Texto de leitura:
******************************

Para pintores como Kandinsky, a aliança do azul com a água configura um movimento de afastamento do homem, e também um outro, dirigido para o centro de si próprio, que o projecta no infinito e lhe desperta o desejo de pureza e uma sede de sobrenatural. Cor da verdade que demanda a génese e o fim da materialidade, o físico cede ao metafísico e, através da imagem, reclama e proclama novas representações. Mimesis em demanda de uma poiesis policromática.
Em A. Sinai o binómio azul – água, ainda que implicitamente, é tal-qualmente indissociável, revestindo-se de um torrencial polissémico que sustenta uma semiótica só aparentemente trivial. Teatralidade, direi, também misticismo, ascese com alguma indisciplina interior agilizam este imaginário. Desacerto e perturbação constroem a magia do visível e do invisível na perseguição do dizível.

******************************

Dados fornecidos:
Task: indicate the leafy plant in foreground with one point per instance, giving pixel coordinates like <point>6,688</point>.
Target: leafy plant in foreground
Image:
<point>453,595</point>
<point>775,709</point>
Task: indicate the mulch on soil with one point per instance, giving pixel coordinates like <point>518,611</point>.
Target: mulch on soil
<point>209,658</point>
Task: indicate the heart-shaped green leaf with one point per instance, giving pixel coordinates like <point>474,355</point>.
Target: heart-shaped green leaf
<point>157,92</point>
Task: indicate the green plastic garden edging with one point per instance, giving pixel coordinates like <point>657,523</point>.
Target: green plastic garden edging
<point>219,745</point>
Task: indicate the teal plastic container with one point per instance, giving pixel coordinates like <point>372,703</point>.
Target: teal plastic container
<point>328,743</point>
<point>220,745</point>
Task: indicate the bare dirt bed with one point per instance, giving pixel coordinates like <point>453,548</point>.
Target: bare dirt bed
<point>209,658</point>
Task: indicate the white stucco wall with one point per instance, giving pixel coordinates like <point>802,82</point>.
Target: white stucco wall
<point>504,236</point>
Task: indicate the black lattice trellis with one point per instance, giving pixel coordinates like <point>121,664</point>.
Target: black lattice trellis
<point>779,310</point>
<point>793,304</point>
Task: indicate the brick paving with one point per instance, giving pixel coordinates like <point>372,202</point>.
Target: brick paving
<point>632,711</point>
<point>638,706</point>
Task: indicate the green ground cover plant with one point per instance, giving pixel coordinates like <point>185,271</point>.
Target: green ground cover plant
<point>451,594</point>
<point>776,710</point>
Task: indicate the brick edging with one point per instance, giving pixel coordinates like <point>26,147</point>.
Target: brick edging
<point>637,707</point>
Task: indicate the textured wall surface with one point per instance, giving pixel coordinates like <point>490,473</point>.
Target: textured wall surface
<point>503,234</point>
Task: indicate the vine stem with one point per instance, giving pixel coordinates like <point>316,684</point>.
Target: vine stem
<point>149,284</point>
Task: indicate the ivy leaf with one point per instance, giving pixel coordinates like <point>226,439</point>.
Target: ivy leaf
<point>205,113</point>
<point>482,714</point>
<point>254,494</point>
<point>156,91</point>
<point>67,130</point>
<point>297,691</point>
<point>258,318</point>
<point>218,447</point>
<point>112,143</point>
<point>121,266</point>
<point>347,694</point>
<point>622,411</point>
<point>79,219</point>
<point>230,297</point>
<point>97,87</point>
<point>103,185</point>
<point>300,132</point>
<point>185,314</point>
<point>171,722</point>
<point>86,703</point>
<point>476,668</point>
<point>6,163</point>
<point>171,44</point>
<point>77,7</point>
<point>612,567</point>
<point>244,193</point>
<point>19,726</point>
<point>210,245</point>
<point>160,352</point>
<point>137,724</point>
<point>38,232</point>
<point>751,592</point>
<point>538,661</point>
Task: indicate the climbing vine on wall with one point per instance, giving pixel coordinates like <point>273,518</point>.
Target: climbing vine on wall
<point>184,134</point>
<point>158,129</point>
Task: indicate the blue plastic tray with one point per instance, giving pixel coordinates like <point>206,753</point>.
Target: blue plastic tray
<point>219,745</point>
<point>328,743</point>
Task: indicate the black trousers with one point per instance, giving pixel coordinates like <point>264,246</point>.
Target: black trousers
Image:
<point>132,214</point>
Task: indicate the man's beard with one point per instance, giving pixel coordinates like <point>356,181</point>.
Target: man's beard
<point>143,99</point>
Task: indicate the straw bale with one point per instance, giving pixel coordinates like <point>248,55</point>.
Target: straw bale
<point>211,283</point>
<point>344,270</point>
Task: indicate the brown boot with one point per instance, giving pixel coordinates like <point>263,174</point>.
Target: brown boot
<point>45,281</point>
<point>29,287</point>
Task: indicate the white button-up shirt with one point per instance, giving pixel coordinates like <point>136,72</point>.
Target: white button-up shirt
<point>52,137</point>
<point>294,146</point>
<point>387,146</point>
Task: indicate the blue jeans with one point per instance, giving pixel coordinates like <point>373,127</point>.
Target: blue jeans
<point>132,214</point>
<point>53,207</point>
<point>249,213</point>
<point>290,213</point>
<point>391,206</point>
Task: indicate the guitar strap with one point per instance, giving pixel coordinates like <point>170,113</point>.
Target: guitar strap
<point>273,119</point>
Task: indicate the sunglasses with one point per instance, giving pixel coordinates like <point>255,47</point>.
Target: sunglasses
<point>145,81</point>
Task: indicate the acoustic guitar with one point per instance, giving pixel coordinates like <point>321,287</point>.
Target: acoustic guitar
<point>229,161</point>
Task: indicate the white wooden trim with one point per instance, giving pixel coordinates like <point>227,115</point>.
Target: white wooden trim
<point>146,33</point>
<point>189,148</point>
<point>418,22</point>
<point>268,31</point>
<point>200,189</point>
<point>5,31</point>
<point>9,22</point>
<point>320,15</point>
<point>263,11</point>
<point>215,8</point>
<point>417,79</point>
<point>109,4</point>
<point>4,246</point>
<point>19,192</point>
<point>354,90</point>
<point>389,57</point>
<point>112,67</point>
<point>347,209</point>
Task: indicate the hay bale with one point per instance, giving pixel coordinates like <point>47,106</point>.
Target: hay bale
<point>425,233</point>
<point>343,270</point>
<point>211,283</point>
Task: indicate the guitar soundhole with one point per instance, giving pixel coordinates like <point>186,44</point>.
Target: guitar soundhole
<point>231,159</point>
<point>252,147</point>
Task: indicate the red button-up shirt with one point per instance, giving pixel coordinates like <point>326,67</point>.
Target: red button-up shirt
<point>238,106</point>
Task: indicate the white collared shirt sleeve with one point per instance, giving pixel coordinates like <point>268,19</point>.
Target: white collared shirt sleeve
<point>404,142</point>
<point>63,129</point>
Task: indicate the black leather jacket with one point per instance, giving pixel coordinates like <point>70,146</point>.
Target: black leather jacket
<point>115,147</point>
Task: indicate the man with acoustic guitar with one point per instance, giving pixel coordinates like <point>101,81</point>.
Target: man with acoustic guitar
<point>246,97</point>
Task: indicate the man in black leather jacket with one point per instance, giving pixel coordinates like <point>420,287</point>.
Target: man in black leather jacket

******************************

Tarefas do exercício:
(1) Transcreva o trecho do texto sobre o azul e a água, começando nas palavras "Para pintores como" e terminando depois de "perseguição do dizível.".
(2) Responda a estas perguntas com base no texto sobre o azul e a água:
(a) Para pintores como Kandinsky, o que desperta no homem o movimento que o projecta no infinito?
(b) Em A. Sinai, que tipo de semiótica sustenta o torrencial polissémico?
(c) O que constroem o desacerto e a perturbação?
(3) Prossiga o texto sobre o azul e a água na obra de A. Sinai a partir da última frase apresentada.

Respostas:
(1)
Para pintores como Kandinsky, a aliança do azul com a água configura um movimento de afastamento do homem, e também um outro, dirigido para o centro de si próprio, que o projecta no infinito e lhe desperta o desejo de pureza e uma sede de sobrenatural. Cor da verdade que demanda a génese e o fim da materialidade, o físico cede ao metafísico e, através da imagem, reclama e proclama novas representações. Mimesis em demanda de uma poiesis policromática.
Em A. Sinai o binómio azul – água, ainda que implicitamente, é tal-qualmente indissociável, revestindo-se de um torrencial polissémico que sustenta uma semiótica só aparentemente trivial. Teatralidade, direi, também misticismo, ascese com alguma indisciplina interior agilizam este imaginário. Desacerto e perturbação constroem a magia do visível e do invisível na perseguição do dizível.

(2)
(a) O desejo de pureza e uma sede de sobrenatural.
(b) Uma semiótica só aparentemente trivial.
(c) A magia do visível e do invisível na perseguição do dizível.

(3)
Os elementos almam as telas. São e irradiam vida. O onírico é o espírito de sobrevivência; o céu na terra; a crença na eternidade; pelo sonho, por ele mesmo presentificam-se motivos só aparentemente inconciliáveis: o coelho de Alice esconde-se na Torre dos Clérigos; a lua mantém secretos oaristos com a estrela de David; cartas da sorte saúdam corações; estrelas do mar fundem-se com notas musicais; ovos aninham-se em cálices; Fabergé sorri; árvores joviais antropomorfizam-se – vida. Divino e profano, material e imaterial fundem-se em amplexos indestrinçáveis. Anjos/ anjas espreitam e, de forma sibilina, negam qualquer probabilidade mitológica. Sem negligenciarem o espírito, demandam a matéria. Olho-os, cheiro-os, tacteio-os; reclamam os sentidos; dispenso a hermenêutica, não a erótica. A gramática do corpo diz da negação mitológica, das penitentes asceses à vida terrena. Para tanto servem as asas.
Depois, a tentação narcísica do auto-retrato, aqui símbolo de quem está de bem com a vida. Auto-retrato da alma, do espírito, do onírico, da riqueza do mundo interior.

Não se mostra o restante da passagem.